▶ _WHAT YOU SHOULD DO_:
Render each row below as a two-column CSV with the header text,answer. Give one CSV line per row, with the row's text and its answer each in a single double-quoted field and every line break replaced by a space.

▶ _INPUT MATERIAL_:
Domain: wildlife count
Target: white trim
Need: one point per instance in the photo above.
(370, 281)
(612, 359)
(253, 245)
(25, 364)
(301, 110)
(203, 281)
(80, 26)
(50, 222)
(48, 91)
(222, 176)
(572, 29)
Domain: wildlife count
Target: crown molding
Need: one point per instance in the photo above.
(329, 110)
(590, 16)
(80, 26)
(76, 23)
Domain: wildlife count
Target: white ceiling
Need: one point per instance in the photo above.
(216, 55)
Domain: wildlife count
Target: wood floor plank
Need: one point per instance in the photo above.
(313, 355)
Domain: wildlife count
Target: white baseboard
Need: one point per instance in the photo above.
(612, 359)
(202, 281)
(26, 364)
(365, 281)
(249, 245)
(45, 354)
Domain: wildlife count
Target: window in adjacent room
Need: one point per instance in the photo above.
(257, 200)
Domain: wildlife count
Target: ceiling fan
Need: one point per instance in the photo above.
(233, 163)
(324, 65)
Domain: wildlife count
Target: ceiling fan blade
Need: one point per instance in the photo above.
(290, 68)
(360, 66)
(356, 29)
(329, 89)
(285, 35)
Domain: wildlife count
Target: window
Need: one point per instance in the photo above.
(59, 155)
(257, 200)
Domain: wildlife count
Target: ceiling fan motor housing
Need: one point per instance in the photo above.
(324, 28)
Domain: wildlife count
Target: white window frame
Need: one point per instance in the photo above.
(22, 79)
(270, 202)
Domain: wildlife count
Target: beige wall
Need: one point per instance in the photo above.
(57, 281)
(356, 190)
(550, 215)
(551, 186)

▶ _EXPECTED ANSWER_:
text,answer
"Domain: wildlife count Target: white trim Need: one point per instance in the photo above.","(370, 281) (612, 359) (253, 245) (25, 364) (301, 110) (203, 281) (80, 26) (50, 222) (48, 91) (222, 176) (572, 29)"
"Domain: wildlife count Target: crown molding Need: one point per instance in the photo above.","(329, 110) (590, 16) (80, 26) (76, 23)"
"Domain: wildlife count Target: white ceiling Need: one point per instance in the photo above.","(216, 55)"
"Domain: wildlife count Target: wood floor plank Need: one point per instance in the photo above.","(313, 355)"
"Domain: wildlife count Target: white baseboard Need: one point per instance in the photo above.","(612, 359) (202, 281) (26, 364) (365, 281) (249, 245) (45, 354)"
"Domain: wildlife count Target: window in adjacent room Need: one point per instance in the photo above.","(257, 200)"
"Domain: wildlife count Target: ceiling fan Need: one point per instance in the photo above.","(233, 163) (324, 65)"
"Domain: wildlife count Target: ceiling fan blade Need: one point per instance in the photo above.","(290, 68) (360, 66) (356, 29) (329, 89) (285, 35)"
"Domain: wildlife count Target: window Need: one point per instance in the photo above.","(59, 155) (257, 200)"
"Domain: wildlife count Target: ceiling fan motor housing Need: one point per instance in the photo above.","(324, 28)"
"Domain: wildlife count Target: white window frame Need: one point per instance in the photo above.","(22, 79) (270, 202)"
"Domain: wildlife count Target: beige wall Need: one point per instance in the photo above.","(57, 281) (356, 190) (550, 215) (551, 186)"